**Dataset extract**

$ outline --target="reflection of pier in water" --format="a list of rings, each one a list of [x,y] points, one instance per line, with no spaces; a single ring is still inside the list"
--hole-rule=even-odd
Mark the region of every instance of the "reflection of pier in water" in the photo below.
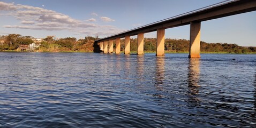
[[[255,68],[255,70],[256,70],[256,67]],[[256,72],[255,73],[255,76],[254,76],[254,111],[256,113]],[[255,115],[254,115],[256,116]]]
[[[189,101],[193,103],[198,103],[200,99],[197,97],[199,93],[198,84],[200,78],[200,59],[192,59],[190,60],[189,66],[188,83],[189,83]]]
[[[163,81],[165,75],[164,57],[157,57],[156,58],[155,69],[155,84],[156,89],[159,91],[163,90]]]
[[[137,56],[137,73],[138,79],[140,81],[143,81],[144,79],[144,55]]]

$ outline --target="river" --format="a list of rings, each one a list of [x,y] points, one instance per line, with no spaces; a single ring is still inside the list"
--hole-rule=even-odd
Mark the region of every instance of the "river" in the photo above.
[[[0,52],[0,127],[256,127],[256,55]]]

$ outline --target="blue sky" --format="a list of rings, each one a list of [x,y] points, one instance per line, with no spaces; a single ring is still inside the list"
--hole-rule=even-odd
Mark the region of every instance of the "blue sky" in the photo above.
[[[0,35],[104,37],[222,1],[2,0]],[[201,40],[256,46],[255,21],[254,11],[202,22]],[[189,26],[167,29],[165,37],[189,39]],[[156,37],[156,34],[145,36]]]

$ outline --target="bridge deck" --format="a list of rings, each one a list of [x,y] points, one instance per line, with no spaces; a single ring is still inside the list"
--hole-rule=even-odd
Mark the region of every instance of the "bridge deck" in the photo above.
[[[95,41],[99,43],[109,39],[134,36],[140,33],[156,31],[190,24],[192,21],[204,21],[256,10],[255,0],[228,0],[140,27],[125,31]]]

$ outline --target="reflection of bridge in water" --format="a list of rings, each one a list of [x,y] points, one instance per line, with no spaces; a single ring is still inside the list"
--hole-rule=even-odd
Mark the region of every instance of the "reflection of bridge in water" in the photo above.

**To be done**
Put every line of the records above into a numbered list, omitting blank lines and the picture.

**Exercise response**
1. $ outline --target="reflection of pier in water" --format="a list of rings, each one a list of [x,y] points, one instance per line, with no spaces; a single ring is still inside the list"
2. --hole-rule=even-odd
3. Mark the region of every instance of the "reflection of pier in water" in the photo below.
4. [[[255,68],[255,70],[256,70],[256,67]],[[256,72],[255,73],[255,76],[254,76],[254,111],[256,113]],[[255,115],[254,115],[256,116]]]
5. [[[189,101],[193,103],[198,103],[200,99],[197,97],[199,93],[198,84],[200,78],[200,59],[192,59],[190,60],[189,66],[188,83],[189,83]]]
6. [[[163,81],[165,75],[164,57],[157,57],[156,58],[155,69],[155,84],[156,89],[159,91],[163,90]]]
7. [[[137,56],[137,73],[138,79],[140,81],[143,81],[144,79],[144,55]]]
8. $ outline --target="river" --format="a list of rings, each one a list of [x,y] points, one instance per line, with no spaces; a single ring is still inside the list"
9. --hole-rule=even-odd
10. Mark the region of every instance of the "river" in the photo above.
11. [[[0,52],[0,127],[256,127],[256,55]]]
12. $ outline --target="blue sky" --format="a list of rings, each one a list of [x,y] points, one instance per line, with no spaces; a single ring is still inside the list"
13. --hole-rule=even-odd
14. Mark the region of every instance of the "blue sky" in the photo above.
15. [[[0,35],[104,37],[222,1],[2,0]],[[201,40],[256,46],[255,21],[254,11],[202,22]],[[189,26],[167,29],[165,37],[189,39]],[[156,37],[156,34],[145,36]]]
16. $ outline --target="bridge deck" --format="a list of rings, each one a list of [x,y] points, one instance per line, with no spaces; a single ring is still inside the list"
17. --hole-rule=even-odd
18. Mark the region of every instance of the "bridge deck" in the photo above.
19. [[[95,41],[99,43],[109,39],[134,36],[140,33],[156,31],[190,24],[192,21],[204,21],[256,10],[255,0],[228,0],[140,27],[125,31]]]
20. $ outline --target="reflection of bridge in water" --format="a list of rings, each one a list of [x,y] points, one instance per line, with no spaces; a single ring is still inside the list"
21. --hole-rule=even-odd
22. Mark the region of every instance of the "reflection of bridge in water" in the photo above.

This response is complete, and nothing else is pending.